**Problem statement:** Output the items below as a two-column CSV with the header instruction,boxes. Give one row per item, with its text under instruction and its answer under boxes, each in a single quoted field with line breaks replaced by spaces, and include only the items from the line containing "As a warehouse robot's perception module, locate pub" through the end of the items.

**Dataset records:**
◆ ◆ ◆ ◆ ◆ ◆ ◆

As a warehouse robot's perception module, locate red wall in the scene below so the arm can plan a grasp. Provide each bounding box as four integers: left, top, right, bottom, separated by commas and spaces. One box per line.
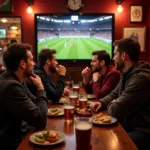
0, 0, 150, 62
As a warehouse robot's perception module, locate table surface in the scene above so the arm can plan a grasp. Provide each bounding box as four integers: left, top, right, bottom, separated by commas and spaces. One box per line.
17, 88, 137, 150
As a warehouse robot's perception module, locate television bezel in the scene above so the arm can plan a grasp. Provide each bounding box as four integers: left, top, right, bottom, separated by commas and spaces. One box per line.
34, 13, 115, 64
0, 28, 7, 39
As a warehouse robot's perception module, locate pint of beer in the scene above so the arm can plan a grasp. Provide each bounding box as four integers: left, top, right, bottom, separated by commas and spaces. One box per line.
79, 94, 87, 109
69, 91, 78, 108
75, 117, 92, 150
72, 84, 80, 93
64, 105, 74, 123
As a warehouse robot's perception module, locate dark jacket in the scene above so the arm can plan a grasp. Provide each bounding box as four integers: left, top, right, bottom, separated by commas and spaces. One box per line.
85, 66, 120, 100
99, 62, 150, 133
27, 66, 66, 102
0, 71, 47, 149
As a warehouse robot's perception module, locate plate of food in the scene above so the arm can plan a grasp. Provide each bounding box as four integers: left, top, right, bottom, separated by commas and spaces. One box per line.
47, 107, 64, 117
93, 113, 117, 125
87, 94, 95, 99
29, 130, 65, 146
58, 97, 68, 104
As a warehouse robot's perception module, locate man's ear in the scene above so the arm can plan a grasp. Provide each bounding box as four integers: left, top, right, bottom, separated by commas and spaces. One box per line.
20, 60, 27, 69
46, 59, 51, 65
122, 52, 129, 60
100, 60, 105, 66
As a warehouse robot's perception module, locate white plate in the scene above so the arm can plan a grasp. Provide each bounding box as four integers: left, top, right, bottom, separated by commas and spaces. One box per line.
93, 116, 117, 125
29, 131, 65, 146
47, 108, 64, 117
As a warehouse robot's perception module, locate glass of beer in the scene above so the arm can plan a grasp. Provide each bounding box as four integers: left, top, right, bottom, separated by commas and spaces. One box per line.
79, 94, 87, 109
72, 84, 80, 93
69, 91, 78, 108
75, 117, 92, 150
64, 105, 74, 123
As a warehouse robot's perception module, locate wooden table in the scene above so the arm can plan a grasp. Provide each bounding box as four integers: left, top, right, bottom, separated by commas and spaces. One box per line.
17, 104, 137, 150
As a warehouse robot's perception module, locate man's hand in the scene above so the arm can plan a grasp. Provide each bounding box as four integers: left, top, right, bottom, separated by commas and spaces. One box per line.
56, 65, 66, 76
93, 72, 101, 81
90, 102, 102, 112
81, 67, 91, 84
29, 74, 44, 90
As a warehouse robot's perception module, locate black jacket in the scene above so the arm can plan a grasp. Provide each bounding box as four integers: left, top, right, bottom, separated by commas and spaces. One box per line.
99, 62, 150, 133
27, 66, 66, 102
0, 71, 48, 149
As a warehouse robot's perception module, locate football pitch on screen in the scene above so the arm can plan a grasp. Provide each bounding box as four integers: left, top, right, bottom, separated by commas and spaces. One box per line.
38, 38, 112, 59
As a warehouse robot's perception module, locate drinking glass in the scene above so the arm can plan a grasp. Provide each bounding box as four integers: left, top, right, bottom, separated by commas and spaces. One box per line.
75, 117, 92, 150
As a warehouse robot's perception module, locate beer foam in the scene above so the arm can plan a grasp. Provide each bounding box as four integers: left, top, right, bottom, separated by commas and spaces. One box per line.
64, 106, 74, 109
79, 98, 87, 101
69, 95, 78, 98
76, 121, 92, 130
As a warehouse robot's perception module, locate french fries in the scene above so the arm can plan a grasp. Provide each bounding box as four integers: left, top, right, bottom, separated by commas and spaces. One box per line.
94, 113, 111, 123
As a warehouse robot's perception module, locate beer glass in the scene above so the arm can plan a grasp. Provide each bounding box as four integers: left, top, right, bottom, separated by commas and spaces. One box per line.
69, 91, 78, 108
75, 117, 92, 150
79, 94, 87, 109
72, 84, 80, 93
64, 105, 74, 123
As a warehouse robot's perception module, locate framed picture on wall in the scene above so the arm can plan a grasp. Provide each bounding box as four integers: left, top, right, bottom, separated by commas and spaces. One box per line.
0, 0, 13, 12
123, 27, 146, 52
130, 5, 143, 22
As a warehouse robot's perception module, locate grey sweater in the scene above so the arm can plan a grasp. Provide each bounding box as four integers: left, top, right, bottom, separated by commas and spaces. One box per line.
99, 62, 150, 133
0, 71, 48, 149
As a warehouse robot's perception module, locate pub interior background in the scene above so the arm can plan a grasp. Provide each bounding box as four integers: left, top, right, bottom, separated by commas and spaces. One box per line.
0, 0, 150, 81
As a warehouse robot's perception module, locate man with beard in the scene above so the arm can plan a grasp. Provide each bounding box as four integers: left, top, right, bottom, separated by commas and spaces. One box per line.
28, 49, 68, 103
91, 38, 150, 150
0, 44, 47, 150
82, 50, 120, 100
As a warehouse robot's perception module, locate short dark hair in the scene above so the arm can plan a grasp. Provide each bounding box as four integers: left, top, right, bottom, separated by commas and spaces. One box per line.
113, 38, 140, 62
38, 48, 56, 67
3, 43, 31, 72
92, 50, 110, 66
10, 39, 17, 44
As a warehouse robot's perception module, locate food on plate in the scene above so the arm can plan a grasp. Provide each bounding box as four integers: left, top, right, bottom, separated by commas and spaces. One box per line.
87, 94, 95, 99
94, 113, 111, 123
34, 130, 60, 144
59, 98, 66, 103
48, 107, 64, 115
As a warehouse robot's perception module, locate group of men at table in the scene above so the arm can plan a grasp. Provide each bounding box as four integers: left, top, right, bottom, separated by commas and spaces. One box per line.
0, 38, 150, 150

◆ ◆ ◆ ◆ ◆ ◆ ◆

**In response:**
instruction,boxes
"As a warehouse robot's perception module, locate pub interior background in the scene above so the arm can plan a grasp. Provide each bounding box as four integers: left, top, right, bottom, separated by commas and spaces. One box per line.","0, 0, 150, 81"
"As a warehouse robot's perception module, locate man with beard in the scene above so the arm can plan a grasp. Provide each bounding box as four integers: left, top, right, bottom, separated by commas and spaces. One box per line.","28, 49, 68, 103 91, 38, 150, 150 0, 44, 47, 150 82, 50, 120, 100"
"As a warehouse robot's perception module, locate short dark hair in the scene above so the arm can plan a grasp. Provide each bounding box as four integers: left, top, right, bottom, separated by commas and spaces. One box per line.","113, 38, 140, 62 38, 48, 56, 67 3, 43, 31, 72 92, 50, 110, 66 10, 39, 17, 44"
"As a warehouse robot's perception module, locate food on plate in the scene above so the arm can plan a grasp. Provide each bounding box as four integers: left, top, right, bottom, separated by commas and spaces. One box per line.","87, 94, 95, 99 94, 113, 111, 123 34, 130, 60, 144 59, 98, 66, 103 48, 107, 64, 115"
"As a warehouse robot's perception module, locate group of men at table in the scene above so the arm can plan a grasp. Provide each bounding box as four integers: left, top, right, bottom, separated by commas and spaces. One box per line.","0, 38, 150, 150"